TV-Journalist schreibt Familiengeschichte auf. Weitere Bücher-Tipps: Romane von Daniel Kehlmann, Stephen King und Monika Maron.

Nein, explizit als Roman ist „Aenne und ihre Brüder“ nicht ausgewiesen. Aber das neue, Ende August erscheinende Buch des Moderators, Journalisten und Musikers Reinhold Beckmann ist wie ein Roman geschrieben oder zumindest der romanhafte Bericht über das Leben seiner Mutter Aenne (1921–2019). Und das ihrer Brüder Franz, Hans, Alfons und Willi.

Vier junge Männer, die allesamt im Krieg fielen. Auch ihre Eltern verlor Aenne früh, und so ist Beckmanns Buch, das unter anderem auf den Feldpostbriefen der Onkel basiert, die er nie kennenlernte, ein Buch über Verluste – und die Grauen des Krieges.

Reinhold Beckmann hat seinen ersten Roman geschrieben

Was ihm bedauerlicherweise große Aktualität gibt. Beckmann stellt „Aenne und ihre Brüder“ am 20. September auf dem Harbour Front Festival vor – im Gespräch mit dem ehemaligen Präsidenten Joachim Gauck. Hamburgs großes Literaturfest findet in diesem Jahr vom 14. September bis 28. Oktober statt.

- Vorliegende Datensätze
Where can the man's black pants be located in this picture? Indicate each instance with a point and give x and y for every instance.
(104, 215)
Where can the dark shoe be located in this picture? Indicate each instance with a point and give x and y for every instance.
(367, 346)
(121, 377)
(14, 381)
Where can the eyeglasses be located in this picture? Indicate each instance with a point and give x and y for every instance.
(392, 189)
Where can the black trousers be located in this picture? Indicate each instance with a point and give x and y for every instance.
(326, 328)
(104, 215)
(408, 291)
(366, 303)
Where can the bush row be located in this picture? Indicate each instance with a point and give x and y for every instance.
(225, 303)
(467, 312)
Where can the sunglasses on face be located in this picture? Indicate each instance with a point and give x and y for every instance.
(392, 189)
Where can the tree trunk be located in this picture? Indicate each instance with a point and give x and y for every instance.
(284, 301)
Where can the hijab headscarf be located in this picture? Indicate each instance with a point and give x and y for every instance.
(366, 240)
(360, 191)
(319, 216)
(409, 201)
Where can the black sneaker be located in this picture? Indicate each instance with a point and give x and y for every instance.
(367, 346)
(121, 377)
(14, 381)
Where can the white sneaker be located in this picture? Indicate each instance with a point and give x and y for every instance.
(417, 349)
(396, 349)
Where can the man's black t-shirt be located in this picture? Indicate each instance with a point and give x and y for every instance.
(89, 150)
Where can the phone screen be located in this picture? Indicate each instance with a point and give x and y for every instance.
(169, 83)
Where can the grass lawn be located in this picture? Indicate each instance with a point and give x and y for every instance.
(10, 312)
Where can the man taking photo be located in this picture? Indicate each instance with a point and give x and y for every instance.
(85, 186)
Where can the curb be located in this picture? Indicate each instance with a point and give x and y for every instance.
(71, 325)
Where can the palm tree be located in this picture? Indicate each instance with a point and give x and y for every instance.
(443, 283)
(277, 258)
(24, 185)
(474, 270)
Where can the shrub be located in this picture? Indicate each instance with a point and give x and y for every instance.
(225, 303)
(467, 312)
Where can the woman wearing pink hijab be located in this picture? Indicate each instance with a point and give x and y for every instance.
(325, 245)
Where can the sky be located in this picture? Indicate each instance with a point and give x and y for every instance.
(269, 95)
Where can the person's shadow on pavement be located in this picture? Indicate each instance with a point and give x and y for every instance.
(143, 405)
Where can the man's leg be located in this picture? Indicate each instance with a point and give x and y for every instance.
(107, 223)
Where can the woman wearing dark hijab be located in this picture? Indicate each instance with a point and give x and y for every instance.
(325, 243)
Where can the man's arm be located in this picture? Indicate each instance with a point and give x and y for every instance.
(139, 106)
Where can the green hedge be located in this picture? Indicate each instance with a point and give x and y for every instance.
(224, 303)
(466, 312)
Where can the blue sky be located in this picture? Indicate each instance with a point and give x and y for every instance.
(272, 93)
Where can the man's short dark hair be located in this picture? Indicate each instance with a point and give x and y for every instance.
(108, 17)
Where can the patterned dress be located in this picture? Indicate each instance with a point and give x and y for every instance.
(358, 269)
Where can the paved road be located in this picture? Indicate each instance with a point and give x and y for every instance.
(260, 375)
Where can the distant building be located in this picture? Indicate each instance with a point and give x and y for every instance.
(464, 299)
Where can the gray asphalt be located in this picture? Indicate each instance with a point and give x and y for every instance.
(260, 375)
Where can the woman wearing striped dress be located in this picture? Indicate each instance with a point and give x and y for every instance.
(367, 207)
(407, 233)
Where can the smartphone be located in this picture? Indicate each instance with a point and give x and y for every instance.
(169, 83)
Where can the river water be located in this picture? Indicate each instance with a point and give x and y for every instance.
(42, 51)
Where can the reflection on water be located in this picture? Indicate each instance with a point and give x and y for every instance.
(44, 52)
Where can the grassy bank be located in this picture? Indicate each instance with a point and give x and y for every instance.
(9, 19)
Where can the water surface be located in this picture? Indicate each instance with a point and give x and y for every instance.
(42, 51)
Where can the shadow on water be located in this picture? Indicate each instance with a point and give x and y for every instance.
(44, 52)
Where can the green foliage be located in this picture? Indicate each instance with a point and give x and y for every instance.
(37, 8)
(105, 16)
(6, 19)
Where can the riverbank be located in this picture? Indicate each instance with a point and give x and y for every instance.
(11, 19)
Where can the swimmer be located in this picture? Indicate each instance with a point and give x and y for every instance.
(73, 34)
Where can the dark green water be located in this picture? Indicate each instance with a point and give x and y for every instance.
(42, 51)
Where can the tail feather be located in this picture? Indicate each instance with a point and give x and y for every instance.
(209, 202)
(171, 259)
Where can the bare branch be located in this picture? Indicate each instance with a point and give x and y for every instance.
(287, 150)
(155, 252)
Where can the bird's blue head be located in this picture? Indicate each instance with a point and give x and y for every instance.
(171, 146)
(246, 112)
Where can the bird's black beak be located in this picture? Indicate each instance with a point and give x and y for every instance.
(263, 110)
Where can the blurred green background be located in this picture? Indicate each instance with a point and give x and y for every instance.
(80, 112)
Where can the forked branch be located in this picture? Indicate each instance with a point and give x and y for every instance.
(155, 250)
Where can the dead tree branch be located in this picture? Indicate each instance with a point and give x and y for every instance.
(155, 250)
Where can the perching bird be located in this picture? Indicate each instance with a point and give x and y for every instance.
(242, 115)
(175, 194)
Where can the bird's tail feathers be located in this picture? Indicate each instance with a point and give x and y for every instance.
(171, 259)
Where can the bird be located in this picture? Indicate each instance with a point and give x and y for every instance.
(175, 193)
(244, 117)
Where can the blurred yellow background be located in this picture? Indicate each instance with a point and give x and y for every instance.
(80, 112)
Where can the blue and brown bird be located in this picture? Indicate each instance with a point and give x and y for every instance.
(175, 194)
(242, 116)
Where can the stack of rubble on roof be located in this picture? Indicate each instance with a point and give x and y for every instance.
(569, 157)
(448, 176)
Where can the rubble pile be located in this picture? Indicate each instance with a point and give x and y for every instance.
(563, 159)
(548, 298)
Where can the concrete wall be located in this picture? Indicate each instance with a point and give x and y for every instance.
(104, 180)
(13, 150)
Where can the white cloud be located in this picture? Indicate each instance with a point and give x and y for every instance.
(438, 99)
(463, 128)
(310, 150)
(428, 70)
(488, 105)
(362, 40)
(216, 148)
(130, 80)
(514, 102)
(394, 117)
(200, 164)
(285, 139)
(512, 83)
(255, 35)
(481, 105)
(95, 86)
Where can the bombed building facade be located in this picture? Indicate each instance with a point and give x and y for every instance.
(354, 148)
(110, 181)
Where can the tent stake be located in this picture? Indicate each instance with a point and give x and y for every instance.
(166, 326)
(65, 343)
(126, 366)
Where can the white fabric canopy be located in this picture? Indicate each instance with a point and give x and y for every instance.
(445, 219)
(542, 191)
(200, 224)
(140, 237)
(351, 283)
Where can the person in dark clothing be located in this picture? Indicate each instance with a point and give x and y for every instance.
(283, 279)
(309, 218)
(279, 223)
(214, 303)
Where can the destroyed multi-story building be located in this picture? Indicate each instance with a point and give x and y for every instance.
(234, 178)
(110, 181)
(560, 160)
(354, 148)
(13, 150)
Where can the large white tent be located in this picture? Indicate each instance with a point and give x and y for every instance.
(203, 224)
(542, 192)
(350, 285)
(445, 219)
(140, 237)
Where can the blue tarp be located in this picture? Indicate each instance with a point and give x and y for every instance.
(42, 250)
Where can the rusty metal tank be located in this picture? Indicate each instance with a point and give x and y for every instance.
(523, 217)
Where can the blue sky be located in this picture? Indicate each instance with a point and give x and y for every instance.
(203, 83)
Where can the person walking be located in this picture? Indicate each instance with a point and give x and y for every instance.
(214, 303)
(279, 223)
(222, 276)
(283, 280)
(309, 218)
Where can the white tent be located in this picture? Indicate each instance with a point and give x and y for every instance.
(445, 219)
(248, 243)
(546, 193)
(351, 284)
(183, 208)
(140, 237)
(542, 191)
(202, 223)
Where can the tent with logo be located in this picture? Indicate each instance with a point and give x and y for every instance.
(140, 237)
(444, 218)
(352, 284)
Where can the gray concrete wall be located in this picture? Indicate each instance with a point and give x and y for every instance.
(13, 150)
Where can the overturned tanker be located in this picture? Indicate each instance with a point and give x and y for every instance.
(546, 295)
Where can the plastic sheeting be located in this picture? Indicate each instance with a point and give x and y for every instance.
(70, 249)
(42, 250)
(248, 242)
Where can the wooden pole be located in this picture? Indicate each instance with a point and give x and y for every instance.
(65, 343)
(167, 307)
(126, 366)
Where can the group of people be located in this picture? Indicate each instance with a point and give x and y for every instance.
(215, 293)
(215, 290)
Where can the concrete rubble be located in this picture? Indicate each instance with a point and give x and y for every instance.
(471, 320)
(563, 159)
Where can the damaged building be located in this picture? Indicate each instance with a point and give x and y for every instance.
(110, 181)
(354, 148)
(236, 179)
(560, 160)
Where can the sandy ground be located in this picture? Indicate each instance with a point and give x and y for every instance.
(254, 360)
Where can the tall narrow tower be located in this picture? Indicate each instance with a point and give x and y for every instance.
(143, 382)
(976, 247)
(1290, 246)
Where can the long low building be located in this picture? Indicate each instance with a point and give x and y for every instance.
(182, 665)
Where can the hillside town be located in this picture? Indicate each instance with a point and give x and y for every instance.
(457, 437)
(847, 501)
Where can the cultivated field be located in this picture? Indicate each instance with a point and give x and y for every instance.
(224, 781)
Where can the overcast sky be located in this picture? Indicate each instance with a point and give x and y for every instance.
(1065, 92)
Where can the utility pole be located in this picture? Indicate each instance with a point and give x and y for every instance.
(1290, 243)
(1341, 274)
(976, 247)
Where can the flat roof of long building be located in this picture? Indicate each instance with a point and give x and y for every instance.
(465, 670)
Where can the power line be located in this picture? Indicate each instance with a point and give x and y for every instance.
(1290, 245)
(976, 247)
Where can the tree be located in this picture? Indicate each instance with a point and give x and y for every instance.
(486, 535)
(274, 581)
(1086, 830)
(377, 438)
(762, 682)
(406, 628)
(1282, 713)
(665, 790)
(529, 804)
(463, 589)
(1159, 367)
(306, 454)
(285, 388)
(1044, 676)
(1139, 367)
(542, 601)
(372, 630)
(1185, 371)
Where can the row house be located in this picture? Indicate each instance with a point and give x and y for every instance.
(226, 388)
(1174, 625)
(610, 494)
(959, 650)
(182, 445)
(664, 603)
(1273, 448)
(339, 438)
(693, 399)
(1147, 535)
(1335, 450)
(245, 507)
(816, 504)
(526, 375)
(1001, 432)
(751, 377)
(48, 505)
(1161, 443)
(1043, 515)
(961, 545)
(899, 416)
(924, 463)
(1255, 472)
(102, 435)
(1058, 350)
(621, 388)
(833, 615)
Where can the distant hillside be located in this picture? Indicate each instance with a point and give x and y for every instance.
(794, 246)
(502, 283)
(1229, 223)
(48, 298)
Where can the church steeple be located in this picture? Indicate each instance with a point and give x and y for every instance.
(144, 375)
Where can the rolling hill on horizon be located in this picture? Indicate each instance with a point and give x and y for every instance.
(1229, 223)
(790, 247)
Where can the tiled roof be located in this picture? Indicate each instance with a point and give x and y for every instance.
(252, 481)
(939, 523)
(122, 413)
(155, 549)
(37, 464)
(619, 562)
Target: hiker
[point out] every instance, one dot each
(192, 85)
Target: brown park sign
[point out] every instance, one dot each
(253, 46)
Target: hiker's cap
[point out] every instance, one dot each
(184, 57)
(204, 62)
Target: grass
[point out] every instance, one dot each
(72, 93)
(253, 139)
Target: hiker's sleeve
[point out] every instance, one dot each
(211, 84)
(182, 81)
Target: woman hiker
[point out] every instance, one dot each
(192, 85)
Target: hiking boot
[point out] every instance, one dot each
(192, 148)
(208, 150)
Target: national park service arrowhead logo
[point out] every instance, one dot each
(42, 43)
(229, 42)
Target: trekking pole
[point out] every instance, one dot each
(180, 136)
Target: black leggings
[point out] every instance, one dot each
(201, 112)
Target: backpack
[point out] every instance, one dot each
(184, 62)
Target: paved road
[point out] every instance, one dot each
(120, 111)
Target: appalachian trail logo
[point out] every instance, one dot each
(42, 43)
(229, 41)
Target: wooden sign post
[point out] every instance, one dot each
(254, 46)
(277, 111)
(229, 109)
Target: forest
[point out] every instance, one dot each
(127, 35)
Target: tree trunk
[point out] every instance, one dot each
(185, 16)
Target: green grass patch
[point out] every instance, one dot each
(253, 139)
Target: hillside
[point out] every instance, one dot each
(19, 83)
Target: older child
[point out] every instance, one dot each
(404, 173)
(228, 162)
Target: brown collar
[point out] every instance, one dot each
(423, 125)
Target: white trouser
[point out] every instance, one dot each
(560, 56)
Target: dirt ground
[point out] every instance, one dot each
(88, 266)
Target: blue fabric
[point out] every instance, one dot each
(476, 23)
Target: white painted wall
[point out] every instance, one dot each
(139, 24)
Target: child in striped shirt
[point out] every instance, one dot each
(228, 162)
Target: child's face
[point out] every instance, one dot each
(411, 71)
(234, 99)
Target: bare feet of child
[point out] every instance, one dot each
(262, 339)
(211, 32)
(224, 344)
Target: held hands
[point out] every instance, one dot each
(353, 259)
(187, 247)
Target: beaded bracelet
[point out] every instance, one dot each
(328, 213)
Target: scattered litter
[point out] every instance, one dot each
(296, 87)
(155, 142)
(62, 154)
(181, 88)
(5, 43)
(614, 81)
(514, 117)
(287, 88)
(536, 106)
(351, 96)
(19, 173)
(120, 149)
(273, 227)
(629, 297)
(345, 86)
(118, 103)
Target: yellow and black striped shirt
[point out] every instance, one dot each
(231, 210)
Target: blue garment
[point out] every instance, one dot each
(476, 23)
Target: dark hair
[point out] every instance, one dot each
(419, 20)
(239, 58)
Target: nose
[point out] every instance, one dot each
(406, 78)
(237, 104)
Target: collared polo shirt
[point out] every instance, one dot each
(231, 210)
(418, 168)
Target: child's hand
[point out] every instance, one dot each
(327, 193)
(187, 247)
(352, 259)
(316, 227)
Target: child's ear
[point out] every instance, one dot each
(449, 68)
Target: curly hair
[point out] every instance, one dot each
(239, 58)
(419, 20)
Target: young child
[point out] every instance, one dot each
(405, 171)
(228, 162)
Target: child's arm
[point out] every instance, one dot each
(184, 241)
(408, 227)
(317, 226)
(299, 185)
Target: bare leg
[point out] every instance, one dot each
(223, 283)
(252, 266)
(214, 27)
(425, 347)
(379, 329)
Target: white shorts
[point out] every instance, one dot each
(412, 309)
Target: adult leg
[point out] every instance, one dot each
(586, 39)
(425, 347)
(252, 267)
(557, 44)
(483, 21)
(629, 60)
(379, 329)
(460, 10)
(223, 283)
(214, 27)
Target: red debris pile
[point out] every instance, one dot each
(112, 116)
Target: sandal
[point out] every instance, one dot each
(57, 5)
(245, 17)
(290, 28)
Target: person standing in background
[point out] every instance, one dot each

- Aufgaben
• a. Geben Sie den Abschnitt des Artikels, der mit den Worten „TV-Journalist schreibt Familiengeschichte“ beginnt und mit „Grauen des Krieges.“ endet, erneut wieder und tauschen Sie dabei „Feldpostbriefen“ gegen „Tagebüchern“ aus.
• b. Nennen Sie sämtliche Brüder von Aenne, die im Artikel namentlich aufgeführt werden.
• c. In welchem Zeitraum findet das Harbour Front Festival laut dem Artikel in diesem Jahr statt?
Die Datensätze stehen in keinem Zusammenhang mit dem Artikel.

- Lösungen
• a.
TV-Journalist schreibt Familiengeschichte auf. Weitere Bücher-Tipps: Romane von Daniel Kehlmann, Stephen King und Monika Maron.

Nein, explizit als Roman ist „Aenne und ihre Brüder“ nicht ausgewiesen. Aber das neue, Ende August erscheinende Buch des Moderators, Journalisten und Musikers Reinhold Beckmann ist wie ein Roman geschrieben oder zumindest der romanhafte Bericht über das Leben seiner Mutter Aenne (1921–2019). Und das ihrer Brüder Franz, Hans, Alfons und Willi.

Vier junge Männer, die allesamt im Krieg fielen. Auch ihre Eltern verlor Aenne früh, und so ist Beckmanns Buch, das unter anderem auf den Tagebüchern der Onkel basiert, die er nie kennenlernte, ein Buch über Verluste – und die Grauen des Krieges.

• b. Franz, Hans, Alfons, Willi

• c. Vom 14. September bis 28. Oktober.